SOURCE DATA START
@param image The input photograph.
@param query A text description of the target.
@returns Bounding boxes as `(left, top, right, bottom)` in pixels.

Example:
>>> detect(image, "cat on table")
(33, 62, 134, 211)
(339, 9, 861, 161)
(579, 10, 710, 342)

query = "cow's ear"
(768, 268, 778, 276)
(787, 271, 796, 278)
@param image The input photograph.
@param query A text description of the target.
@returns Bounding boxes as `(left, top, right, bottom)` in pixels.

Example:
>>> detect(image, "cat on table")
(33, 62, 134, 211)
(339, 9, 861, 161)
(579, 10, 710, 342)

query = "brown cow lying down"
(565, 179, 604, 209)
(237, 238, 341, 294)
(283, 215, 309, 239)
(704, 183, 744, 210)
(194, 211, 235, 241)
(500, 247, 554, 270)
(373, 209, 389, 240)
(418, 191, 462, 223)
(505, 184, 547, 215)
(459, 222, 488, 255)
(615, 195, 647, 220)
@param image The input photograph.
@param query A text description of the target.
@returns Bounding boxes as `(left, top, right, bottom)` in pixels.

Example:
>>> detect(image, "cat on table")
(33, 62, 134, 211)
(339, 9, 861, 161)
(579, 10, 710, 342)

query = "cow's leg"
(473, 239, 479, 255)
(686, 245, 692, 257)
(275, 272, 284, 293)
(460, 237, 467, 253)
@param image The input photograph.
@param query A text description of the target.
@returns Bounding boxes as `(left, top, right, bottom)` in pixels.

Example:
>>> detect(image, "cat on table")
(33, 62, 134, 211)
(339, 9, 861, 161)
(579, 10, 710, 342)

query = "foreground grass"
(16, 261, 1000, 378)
SOURCE DATA END
**WHAT NEEDS TO BE DONE:**
All of the material shown above should be written out exactly.

**RESULT:**
@param image The input photograph.
@param query A text description of the target.
@returns Bounding boxes as `(left, top, right, bottom)` in pixels.

Example:
>>> detect(image, "cat on table")
(33, 62, 134, 211)
(339, 9, 861, 161)
(579, 10, 710, 342)

query = "cow's ear"
(768, 268, 778, 276)
(787, 271, 796, 278)
@param image The input photograph.
@param query A text description of the target.
@returns Bounding boxes as `(left, top, right, bottom)` in pixels.

Example:
>>> detect(image, "cat on table")
(33, 62, 134, 211)
(339, 9, 861, 161)
(579, 10, 710, 342)

query = "brown cow lying down"
(565, 179, 604, 209)
(237, 238, 341, 294)
(283, 215, 309, 239)
(704, 183, 744, 210)
(194, 211, 235, 241)
(500, 247, 554, 270)
(373, 209, 389, 240)
(418, 191, 462, 223)
(505, 184, 547, 215)
(459, 222, 488, 255)
(615, 195, 647, 220)
@param image The input photograph.
@param query A text description of the target.
@returns Bounding boxes as `(left, top, right, bottom)` in pixels.

Example:
>>> detect(image, "cat on table")
(33, 62, 134, 211)
(339, 9, 861, 161)
(579, 10, 710, 342)

query = "cow's leg"
(473, 239, 479, 255)
(686, 245, 692, 257)
(275, 272, 284, 293)
(460, 237, 467, 253)
@param image The input photograph.
@param query A text description of the target.
@returns Bounding boxes as `(left, top, right, bottom)` in pixels.

Example:
>>> detect(image, "cat on table")
(33, 62, 134, 211)
(339, 9, 861, 161)
(579, 10, 710, 342)

query = "foreground grass"
(16, 261, 1000, 378)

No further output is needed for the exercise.